- Title screen
- Genre: Drama
- Written by: Seema Ghazal
- Story by: Noorul Huda Shah
- Directed by: Fahim Burney
- Starring: Mahnoor Baloch Sara Loren Noman Ijaz Adnan Siddiqui Azfar Rehman
- Country of origin: Pakistan
- Original language: Urdu
- No. of episodes: 17

Production
- Executive producer: Shah Hussain
- Producers: Syed Afzal Ali Ahtisham Khalid Sohail Lodhi
- Cinematography: Adnan Ahmed Khan
- Editors: Syed Ovais Alam Razi Ahmed Afaaq
- Running time: ~40 minutes
- Production companies: Mushroom Productions Noor ul Huda Shah Productions

Original release
- Network: Hum TV
- Release: 4 January – 25 April 2012

= Mehar Bano aur Shah Bano =

Pakistani television series

Mehar Bano aur Shah Bano is a Pakistani drama which aired on Hum TV in 2012. It is the story of how the lives of two sisters, Mehar Bano and Shah Bano, change after the death of their parents. It was directed by Fahim Burney and written by Seema Ghazal.

━━━━

> _Jobs_
a) Edit the page on the drama Mehar Bano aur Shah Bano: reproduce the stretch that opens with the words containing "Original release" and closes with "by Seema Ghazal.", putting "PTV" wherever "Hum TV" appears.
b) Pick up the page on the drama Mehar Bano aur Shah Bano after its last sentence and keep writing it.

━━━━

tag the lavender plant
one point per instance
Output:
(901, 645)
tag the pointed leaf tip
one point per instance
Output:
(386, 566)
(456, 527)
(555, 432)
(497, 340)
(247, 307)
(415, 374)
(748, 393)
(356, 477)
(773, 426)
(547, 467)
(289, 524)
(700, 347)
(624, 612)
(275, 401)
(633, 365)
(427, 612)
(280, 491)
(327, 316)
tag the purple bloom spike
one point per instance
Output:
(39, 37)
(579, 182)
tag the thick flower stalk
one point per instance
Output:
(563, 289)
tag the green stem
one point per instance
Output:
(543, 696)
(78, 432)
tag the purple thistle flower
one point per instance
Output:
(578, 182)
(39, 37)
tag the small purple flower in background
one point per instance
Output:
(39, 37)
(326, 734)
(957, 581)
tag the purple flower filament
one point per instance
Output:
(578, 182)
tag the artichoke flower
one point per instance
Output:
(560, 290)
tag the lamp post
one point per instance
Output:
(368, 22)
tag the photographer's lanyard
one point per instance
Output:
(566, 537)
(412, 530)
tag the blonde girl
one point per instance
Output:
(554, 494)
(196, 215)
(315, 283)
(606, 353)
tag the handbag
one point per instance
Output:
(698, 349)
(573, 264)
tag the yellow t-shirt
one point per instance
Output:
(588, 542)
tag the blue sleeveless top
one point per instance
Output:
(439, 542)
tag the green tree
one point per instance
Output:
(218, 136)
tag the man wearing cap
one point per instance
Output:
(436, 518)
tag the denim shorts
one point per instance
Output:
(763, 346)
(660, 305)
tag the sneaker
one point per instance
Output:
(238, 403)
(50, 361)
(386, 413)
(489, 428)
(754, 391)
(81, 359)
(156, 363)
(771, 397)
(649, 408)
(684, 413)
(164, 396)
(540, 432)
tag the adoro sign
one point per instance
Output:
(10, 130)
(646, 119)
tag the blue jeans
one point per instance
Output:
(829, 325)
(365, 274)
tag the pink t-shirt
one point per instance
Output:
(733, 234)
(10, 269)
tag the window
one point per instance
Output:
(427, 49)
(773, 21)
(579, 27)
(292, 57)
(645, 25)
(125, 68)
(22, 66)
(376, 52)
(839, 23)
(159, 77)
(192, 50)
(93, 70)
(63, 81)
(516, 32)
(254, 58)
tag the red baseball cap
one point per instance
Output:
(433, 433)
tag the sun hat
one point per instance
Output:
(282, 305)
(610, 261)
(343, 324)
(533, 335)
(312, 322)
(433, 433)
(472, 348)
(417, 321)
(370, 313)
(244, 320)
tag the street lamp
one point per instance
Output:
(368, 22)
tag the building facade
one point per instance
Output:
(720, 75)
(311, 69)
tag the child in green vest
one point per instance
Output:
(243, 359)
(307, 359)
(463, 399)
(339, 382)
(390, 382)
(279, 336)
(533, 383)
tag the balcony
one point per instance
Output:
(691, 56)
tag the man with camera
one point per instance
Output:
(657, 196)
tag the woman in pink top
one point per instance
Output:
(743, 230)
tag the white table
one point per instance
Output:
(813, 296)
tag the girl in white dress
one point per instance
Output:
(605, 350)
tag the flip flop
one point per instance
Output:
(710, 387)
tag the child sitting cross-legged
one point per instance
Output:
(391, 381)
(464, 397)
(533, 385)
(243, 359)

━━━━

> _Answers_
a)
Original release
- Network: PTV
- Release: 4 January – 25 April 2012

= Mehar Bano aur Shah Bano =

Pakistani television series

Mehar Bano aur Shah Bano is a Pakistani drama which aired on PTV in 2012. It is the story of how the lives of two sisters, Mehar Bano and Shah Bano, change after the death of their parents. It was directed by Fahim Burney and written by Seema Ghazal.

b)
==Plot==
In a grand haveli, Mehar Bano's life is turned upside down when her childhood fiancé, Nasir, disappears on the eve of their wedding. As her family struggles to cope, her brother's deceitful plan to sell the haveli without their knowledge brings in Faraz, a charming stranger who becomes an unlikely guest. As Shah Bano falls for Faraz's charms, Mehar Bano finds herself inexplicably drawn to him too. Faraz's heart also beats for Mehar, who's still reeling from Nasir's betrayal. As the family's world crumbles, the sisters are forced to flee the haveli, and Mehar must confront her past when she encounters Nasir, who's returned a changed man. Will Mehar's heart forgive Nasir's past abandonment, or will she find love and redemption with Faraz, the man who unwittingly walked into their lives?

==Cast==
- Mahnoor Baloch as Mehar Bano, the older sister.
- Sara Loren as Shah Bano, the younger sister who falls for Faraz.
- Nauman Ijaz as Faraz, who falls in love with Mehar Bano.
- Adnan Siddiqui as Nasir, Mehar Bano's fiancé.
- Azfar Rehman as the brother of the two sisters.
- Benita David
- Farhan Ali Agha as Hashim, Rano's husband and Haris' father
- Nazli Nasr as Rano Aapi. Her son, Haris provides shelter to Shah Bano.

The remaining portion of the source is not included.